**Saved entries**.
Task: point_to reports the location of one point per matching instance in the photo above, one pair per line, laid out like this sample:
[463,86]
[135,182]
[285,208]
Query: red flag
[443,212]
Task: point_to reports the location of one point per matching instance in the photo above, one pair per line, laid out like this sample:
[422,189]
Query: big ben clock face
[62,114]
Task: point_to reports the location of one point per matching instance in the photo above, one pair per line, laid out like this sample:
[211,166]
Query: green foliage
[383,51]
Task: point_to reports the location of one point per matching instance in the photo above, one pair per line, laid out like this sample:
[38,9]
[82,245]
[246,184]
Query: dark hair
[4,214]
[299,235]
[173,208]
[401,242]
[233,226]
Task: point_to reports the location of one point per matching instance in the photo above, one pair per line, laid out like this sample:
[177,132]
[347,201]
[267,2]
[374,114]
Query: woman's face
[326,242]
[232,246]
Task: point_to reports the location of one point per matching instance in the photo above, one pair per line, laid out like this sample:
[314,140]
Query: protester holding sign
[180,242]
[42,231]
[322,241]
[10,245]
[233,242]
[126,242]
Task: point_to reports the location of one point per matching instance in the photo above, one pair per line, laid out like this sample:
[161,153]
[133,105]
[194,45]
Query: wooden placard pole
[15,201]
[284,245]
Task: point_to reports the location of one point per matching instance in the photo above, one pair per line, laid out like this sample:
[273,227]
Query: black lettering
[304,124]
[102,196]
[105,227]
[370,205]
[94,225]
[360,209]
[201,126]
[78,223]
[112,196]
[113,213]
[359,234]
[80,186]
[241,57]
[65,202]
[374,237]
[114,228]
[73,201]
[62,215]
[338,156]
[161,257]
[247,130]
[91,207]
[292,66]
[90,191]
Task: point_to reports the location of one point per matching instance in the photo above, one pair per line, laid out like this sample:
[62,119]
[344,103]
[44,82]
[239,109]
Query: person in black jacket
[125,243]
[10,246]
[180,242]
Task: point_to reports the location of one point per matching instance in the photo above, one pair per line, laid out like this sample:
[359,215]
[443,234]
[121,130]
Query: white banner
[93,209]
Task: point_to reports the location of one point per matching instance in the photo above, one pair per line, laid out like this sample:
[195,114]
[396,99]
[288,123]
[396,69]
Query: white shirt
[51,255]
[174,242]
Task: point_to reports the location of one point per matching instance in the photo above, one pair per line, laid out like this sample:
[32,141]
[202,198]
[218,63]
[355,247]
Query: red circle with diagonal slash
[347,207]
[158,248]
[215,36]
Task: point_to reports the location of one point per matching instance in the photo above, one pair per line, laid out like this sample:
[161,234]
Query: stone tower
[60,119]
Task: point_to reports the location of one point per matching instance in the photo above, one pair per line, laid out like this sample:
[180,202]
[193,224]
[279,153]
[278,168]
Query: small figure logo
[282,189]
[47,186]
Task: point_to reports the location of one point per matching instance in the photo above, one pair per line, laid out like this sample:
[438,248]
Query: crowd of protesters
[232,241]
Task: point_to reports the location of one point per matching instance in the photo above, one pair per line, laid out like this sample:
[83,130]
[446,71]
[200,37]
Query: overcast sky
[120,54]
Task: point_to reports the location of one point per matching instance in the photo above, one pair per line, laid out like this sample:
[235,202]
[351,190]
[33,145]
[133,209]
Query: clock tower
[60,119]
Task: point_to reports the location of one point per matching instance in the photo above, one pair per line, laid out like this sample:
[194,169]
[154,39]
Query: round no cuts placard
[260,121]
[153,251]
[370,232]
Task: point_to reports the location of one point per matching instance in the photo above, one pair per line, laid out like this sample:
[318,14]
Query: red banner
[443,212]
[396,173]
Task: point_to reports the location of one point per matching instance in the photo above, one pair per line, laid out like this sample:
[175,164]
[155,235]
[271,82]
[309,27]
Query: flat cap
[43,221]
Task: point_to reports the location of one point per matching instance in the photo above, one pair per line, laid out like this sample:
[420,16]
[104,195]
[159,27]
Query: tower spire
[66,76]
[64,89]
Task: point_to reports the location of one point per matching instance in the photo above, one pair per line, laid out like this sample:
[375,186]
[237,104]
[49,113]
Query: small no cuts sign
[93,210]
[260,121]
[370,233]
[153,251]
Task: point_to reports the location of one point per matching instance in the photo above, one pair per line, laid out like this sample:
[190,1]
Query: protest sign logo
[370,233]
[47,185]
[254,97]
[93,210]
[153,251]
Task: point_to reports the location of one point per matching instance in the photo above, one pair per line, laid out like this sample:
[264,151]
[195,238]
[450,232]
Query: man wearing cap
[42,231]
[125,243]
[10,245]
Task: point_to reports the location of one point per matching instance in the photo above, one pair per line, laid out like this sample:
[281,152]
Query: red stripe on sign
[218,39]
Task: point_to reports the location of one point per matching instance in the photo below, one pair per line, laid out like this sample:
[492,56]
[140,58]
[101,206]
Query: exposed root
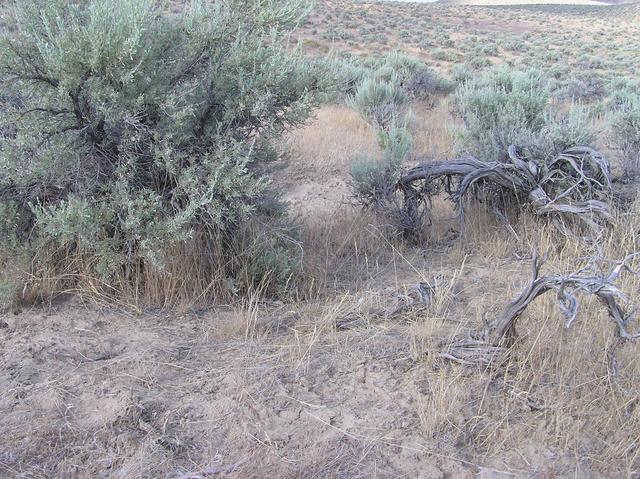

**PROBLEM TO WORK ON**. Which lines of the records contain the string "black"? Report every one of them in full.

**EXERCISE ANSWER**.
Query: black lettering
Query: person in black jacket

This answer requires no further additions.